%%

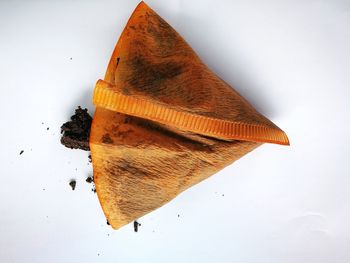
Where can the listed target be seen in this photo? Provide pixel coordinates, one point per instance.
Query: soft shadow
(228, 64)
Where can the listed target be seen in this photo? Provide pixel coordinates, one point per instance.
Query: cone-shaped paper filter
(164, 121)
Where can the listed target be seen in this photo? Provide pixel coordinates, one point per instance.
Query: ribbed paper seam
(110, 99)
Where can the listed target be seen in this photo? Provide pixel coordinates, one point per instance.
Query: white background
(290, 59)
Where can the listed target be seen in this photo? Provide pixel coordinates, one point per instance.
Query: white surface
(291, 59)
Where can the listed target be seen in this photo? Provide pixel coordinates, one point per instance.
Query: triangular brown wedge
(164, 121)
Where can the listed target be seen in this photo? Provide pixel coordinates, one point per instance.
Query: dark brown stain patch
(151, 77)
(106, 138)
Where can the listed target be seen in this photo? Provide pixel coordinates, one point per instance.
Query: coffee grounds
(89, 180)
(76, 132)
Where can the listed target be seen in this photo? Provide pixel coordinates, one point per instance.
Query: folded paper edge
(108, 97)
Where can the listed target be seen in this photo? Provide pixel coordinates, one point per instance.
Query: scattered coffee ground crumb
(77, 131)
(89, 179)
(72, 184)
(136, 226)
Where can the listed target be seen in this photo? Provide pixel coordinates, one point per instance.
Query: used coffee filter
(164, 121)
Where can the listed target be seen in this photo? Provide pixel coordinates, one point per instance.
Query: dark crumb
(89, 180)
(72, 184)
(77, 131)
(136, 226)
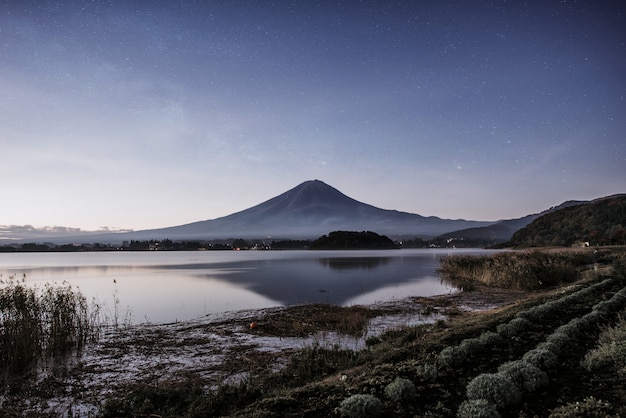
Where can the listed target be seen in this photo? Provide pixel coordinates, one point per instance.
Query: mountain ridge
(307, 211)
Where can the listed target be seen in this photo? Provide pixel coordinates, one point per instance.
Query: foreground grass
(552, 352)
(546, 355)
(40, 325)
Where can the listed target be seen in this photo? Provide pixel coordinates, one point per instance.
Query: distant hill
(499, 232)
(307, 211)
(352, 240)
(599, 222)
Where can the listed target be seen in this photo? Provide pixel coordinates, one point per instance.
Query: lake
(162, 287)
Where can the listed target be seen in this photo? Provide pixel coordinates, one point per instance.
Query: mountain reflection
(360, 263)
(335, 280)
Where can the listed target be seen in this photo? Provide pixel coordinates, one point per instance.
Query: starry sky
(146, 114)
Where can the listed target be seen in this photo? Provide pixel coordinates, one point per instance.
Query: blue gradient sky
(142, 114)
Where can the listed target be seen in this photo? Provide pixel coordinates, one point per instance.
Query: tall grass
(40, 324)
(525, 270)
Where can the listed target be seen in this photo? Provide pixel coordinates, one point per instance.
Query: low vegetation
(38, 325)
(527, 270)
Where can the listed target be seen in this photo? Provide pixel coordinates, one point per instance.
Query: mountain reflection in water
(171, 286)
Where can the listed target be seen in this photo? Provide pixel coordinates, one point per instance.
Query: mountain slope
(503, 230)
(601, 221)
(307, 211)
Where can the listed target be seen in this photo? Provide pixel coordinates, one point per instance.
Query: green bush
(471, 346)
(588, 408)
(524, 375)
(488, 338)
(610, 351)
(401, 391)
(427, 372)
(542, 358)
(477, 408)
(513, 328)
(495, 388)
(451, 356)
(361, 406)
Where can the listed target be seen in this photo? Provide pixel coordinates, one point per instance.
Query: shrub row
(539, 312)
(455, 356)
(492, 391)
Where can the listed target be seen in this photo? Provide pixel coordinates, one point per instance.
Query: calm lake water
(162, 287)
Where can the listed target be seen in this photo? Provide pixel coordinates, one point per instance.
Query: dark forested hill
(600, 222)
(350, 240)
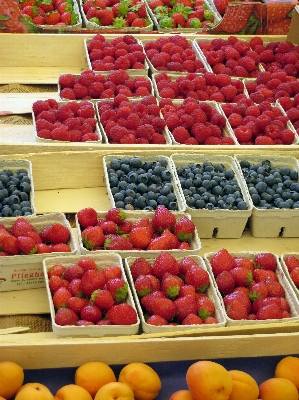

%%

WHAT IS EXPECTED
Show every line of the listing above that contains the word "reflection", and please treat case as significant.

EXPECTED OUTPUT
Query: mountain reflection
Query: mountain reflection in water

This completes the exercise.